[[ SOURCE DATA open ]]
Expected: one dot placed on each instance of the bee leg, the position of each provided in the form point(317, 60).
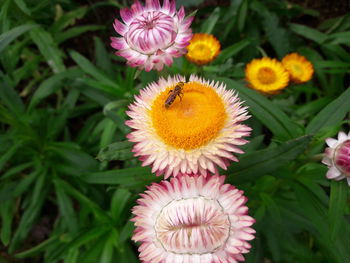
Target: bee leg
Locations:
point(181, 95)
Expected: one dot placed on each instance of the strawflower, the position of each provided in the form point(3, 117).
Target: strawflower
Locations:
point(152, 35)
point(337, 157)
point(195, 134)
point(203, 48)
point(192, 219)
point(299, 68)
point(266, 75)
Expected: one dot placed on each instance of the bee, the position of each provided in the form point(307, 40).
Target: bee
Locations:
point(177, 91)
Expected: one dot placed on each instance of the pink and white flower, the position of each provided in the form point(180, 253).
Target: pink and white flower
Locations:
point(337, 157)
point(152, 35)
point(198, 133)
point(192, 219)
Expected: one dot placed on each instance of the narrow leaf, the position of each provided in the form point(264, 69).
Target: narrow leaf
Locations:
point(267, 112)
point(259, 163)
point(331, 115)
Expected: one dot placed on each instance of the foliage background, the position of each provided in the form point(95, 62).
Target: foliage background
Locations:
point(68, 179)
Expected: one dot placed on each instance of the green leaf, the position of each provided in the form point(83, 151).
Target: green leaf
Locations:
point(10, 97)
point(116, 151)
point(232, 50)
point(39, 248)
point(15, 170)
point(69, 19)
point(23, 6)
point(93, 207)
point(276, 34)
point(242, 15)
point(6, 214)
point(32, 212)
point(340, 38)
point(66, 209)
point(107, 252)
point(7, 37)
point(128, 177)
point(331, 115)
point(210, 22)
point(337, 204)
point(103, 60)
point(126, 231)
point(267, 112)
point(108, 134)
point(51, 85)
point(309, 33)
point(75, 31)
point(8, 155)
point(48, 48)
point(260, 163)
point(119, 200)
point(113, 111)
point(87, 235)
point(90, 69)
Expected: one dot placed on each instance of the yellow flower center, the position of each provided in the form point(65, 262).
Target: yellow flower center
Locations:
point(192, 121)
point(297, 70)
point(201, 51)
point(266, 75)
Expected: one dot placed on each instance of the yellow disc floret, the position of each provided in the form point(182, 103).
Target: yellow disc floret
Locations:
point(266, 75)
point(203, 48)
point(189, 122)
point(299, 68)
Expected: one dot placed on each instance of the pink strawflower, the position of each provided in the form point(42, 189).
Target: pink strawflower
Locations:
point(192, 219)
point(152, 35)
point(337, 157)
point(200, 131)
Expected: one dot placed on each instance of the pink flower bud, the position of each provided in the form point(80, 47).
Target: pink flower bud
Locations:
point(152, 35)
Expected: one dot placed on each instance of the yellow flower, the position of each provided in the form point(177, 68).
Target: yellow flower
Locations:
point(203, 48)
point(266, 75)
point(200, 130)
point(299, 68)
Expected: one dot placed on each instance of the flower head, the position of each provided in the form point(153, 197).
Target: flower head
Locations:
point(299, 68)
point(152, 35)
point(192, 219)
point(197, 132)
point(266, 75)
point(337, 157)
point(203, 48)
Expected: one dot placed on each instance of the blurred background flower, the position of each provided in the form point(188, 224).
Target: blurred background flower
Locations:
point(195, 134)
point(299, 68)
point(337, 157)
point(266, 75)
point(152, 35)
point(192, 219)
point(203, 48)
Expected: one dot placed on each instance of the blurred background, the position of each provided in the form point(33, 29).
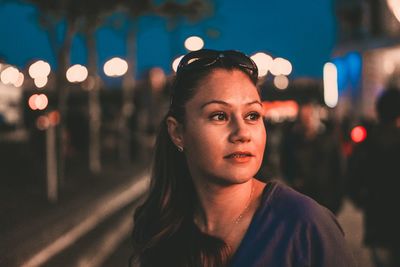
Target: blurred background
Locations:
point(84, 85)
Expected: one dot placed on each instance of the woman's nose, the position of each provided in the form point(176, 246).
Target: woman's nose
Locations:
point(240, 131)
[[ SOURCE DATA closed ]]
[[ SOURCE DATA open ]]
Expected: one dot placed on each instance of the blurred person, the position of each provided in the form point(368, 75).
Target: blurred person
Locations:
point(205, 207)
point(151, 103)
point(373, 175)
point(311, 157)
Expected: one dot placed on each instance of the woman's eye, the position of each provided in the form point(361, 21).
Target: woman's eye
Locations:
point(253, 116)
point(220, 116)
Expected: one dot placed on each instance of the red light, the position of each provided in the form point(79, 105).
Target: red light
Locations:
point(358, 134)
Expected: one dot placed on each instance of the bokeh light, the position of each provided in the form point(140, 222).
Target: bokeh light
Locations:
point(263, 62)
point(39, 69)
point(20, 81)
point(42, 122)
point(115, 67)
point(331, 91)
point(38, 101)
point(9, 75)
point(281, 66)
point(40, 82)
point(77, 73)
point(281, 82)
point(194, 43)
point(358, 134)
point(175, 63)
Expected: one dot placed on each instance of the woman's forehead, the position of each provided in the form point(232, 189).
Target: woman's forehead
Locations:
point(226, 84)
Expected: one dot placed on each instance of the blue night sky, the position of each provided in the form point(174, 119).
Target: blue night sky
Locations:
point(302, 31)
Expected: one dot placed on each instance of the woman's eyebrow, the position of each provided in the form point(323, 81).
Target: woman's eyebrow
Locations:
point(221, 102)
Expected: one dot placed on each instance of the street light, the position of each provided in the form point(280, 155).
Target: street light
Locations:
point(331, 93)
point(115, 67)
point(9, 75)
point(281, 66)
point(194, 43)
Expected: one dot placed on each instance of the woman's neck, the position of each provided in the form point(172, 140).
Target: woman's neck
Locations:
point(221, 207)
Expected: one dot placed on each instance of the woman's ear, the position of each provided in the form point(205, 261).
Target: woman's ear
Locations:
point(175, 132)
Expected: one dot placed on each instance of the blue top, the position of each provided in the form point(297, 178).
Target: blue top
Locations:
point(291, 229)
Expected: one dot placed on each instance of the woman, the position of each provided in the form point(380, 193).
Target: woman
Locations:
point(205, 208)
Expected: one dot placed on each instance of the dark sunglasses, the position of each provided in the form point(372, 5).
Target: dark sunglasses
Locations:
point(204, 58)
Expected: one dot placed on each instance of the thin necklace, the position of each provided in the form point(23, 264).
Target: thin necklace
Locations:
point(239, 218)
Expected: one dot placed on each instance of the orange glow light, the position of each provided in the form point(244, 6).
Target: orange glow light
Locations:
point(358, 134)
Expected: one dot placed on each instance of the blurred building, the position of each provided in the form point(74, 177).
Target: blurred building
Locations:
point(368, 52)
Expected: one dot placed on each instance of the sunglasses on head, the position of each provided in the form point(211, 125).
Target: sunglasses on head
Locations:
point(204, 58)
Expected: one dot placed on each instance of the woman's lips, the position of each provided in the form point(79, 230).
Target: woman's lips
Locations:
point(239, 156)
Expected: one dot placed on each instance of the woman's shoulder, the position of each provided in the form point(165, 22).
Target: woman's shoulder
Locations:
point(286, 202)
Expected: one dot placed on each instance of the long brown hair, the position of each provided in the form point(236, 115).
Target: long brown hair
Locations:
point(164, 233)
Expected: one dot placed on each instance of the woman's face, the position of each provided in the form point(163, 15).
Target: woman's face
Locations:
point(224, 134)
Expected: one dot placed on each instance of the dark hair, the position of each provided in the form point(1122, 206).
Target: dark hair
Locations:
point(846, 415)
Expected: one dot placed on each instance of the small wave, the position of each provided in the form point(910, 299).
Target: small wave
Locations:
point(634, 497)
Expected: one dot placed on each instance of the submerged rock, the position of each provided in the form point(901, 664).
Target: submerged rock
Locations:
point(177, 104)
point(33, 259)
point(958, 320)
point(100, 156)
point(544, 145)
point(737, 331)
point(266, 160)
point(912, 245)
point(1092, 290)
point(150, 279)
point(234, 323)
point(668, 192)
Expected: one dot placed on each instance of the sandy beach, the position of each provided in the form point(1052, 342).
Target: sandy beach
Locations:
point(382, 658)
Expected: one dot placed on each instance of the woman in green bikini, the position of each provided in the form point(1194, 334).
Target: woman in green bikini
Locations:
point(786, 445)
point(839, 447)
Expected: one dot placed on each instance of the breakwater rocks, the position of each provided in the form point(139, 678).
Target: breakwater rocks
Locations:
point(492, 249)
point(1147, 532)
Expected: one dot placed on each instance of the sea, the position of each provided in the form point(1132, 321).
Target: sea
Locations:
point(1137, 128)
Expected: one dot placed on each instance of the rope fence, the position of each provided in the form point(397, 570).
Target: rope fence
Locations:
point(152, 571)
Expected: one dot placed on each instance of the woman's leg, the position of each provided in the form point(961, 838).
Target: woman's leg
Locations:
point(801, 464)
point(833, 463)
[[ SOURCE DATA closed ]]
[[ SOURCE DATA open ]]
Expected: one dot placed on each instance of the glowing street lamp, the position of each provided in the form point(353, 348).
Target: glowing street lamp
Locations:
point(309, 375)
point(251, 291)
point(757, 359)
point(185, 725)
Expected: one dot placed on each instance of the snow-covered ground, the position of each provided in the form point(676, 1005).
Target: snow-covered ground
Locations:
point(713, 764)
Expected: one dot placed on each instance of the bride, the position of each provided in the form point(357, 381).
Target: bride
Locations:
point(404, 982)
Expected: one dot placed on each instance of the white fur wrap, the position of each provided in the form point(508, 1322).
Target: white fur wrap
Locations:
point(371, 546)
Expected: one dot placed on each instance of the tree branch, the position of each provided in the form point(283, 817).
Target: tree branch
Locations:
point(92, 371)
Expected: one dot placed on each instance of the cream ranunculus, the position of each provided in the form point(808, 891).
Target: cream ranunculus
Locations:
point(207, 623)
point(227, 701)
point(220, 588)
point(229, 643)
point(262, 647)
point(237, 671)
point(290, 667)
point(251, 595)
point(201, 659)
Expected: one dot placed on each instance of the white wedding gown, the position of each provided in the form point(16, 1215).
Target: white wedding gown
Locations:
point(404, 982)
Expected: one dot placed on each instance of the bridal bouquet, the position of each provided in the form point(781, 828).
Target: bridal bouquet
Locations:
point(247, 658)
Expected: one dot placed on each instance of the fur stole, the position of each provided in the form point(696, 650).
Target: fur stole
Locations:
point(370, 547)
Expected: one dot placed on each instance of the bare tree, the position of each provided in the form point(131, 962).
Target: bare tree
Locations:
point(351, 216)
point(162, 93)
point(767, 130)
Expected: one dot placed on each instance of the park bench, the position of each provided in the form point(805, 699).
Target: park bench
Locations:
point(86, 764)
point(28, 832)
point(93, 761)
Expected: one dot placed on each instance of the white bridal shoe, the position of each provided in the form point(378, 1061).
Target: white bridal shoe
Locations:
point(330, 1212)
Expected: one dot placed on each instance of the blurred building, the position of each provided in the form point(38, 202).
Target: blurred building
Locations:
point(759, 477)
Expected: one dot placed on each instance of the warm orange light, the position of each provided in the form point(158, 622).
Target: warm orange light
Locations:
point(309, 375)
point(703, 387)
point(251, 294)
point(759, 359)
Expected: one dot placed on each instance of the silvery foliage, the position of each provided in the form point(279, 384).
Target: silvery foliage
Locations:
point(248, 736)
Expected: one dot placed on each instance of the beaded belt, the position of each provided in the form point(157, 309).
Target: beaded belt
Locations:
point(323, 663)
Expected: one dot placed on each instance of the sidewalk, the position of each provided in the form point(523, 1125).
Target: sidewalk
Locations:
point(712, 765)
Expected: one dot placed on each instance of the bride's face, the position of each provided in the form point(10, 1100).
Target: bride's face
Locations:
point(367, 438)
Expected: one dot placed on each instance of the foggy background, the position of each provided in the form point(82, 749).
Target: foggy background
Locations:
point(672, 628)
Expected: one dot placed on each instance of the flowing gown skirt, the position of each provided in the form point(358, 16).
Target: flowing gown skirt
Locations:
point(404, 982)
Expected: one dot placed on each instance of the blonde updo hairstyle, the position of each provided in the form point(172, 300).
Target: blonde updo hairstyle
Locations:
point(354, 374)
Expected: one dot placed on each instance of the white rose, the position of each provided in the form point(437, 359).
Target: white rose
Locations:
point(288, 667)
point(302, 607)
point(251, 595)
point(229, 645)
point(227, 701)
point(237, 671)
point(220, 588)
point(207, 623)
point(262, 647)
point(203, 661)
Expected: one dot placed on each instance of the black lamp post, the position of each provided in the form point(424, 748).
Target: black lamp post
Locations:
[[ SOURCE DATA closed ]]
__TASK GOAL__
A line belongs in the answer if it contains the word "thin"; copy every such line from the data above.

__WRITTEN REPLY__
Expected: one dot placed on each instance of the thin necklace, the position of each provided in the form point(23, 264).
Target: thin necklace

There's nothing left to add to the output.